_Exercise_
Find each line in the data that contains the word "blue", and copy those lines.

_Data provided_
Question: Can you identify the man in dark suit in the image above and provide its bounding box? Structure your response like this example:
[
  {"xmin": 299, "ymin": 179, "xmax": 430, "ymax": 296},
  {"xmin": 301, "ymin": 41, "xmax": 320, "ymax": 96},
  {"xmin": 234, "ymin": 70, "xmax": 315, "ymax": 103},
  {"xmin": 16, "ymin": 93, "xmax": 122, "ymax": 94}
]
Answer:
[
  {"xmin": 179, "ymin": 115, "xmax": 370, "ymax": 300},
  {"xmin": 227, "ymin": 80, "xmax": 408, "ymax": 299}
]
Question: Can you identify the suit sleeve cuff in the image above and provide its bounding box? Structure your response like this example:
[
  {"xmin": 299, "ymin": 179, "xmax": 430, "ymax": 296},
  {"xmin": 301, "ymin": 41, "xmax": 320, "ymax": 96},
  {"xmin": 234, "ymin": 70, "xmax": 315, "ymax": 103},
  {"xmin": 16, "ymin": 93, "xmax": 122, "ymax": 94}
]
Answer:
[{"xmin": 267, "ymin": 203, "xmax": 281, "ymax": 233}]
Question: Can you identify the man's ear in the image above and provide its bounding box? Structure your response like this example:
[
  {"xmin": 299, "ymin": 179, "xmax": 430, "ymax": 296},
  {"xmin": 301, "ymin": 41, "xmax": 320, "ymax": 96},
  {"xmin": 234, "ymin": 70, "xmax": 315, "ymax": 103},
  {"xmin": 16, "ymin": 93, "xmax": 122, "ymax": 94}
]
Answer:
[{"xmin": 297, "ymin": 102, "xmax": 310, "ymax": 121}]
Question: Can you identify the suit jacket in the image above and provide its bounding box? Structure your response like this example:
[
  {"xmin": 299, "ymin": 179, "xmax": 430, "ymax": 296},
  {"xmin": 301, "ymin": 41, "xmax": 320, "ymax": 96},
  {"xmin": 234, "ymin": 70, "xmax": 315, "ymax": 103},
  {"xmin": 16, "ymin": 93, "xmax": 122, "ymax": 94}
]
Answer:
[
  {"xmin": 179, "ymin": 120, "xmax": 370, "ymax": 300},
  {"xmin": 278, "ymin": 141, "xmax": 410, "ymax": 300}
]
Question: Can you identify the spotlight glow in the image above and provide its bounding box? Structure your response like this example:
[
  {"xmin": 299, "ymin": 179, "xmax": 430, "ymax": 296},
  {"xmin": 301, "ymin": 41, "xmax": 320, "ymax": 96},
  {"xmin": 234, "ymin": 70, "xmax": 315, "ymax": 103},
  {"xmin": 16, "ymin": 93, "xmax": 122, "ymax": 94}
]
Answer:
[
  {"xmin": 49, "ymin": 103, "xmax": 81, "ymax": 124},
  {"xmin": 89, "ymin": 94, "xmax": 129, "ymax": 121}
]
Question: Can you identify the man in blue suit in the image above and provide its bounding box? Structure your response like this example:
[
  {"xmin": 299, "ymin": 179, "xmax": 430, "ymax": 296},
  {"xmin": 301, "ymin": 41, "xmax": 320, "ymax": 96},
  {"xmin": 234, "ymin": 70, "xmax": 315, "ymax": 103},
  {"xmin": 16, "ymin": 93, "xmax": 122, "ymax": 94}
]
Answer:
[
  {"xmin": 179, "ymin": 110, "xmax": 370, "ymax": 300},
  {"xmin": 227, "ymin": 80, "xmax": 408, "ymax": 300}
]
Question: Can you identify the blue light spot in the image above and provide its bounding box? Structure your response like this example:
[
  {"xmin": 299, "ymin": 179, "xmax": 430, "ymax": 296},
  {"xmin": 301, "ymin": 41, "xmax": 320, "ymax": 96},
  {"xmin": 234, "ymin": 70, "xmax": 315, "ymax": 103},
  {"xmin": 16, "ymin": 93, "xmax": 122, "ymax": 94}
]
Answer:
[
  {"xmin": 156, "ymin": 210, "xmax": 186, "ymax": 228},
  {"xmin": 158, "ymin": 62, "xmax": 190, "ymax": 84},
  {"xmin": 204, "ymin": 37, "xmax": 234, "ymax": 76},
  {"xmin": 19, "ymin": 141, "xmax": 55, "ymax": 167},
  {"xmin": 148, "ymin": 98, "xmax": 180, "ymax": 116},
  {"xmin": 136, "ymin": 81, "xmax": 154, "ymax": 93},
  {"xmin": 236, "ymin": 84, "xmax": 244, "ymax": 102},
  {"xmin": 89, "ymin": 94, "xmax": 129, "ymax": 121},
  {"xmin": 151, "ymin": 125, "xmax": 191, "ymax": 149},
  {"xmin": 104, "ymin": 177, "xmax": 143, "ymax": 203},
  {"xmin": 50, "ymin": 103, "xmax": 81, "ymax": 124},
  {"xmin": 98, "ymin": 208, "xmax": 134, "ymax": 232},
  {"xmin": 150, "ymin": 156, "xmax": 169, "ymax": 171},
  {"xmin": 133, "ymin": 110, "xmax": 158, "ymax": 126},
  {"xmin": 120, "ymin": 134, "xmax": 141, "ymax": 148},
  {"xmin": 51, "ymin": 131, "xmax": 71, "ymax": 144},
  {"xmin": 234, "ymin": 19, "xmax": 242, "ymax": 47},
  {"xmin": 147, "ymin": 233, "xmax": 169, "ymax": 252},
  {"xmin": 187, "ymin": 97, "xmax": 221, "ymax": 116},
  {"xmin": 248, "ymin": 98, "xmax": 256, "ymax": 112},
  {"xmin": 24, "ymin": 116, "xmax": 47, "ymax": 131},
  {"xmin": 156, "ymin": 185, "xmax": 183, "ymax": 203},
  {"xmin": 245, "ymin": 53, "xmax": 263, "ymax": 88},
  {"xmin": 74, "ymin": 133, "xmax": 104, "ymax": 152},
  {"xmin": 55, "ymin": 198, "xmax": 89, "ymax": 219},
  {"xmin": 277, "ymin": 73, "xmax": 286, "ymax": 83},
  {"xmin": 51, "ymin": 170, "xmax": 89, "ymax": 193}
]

_Answer to this exercise_
Question: Can you identify the man in blue suit in the image above and provide its bounding box? Structure your response like this example:
Question: Can you identify the blue light spot in the image above and provide its bounding box? Structure your response like this example:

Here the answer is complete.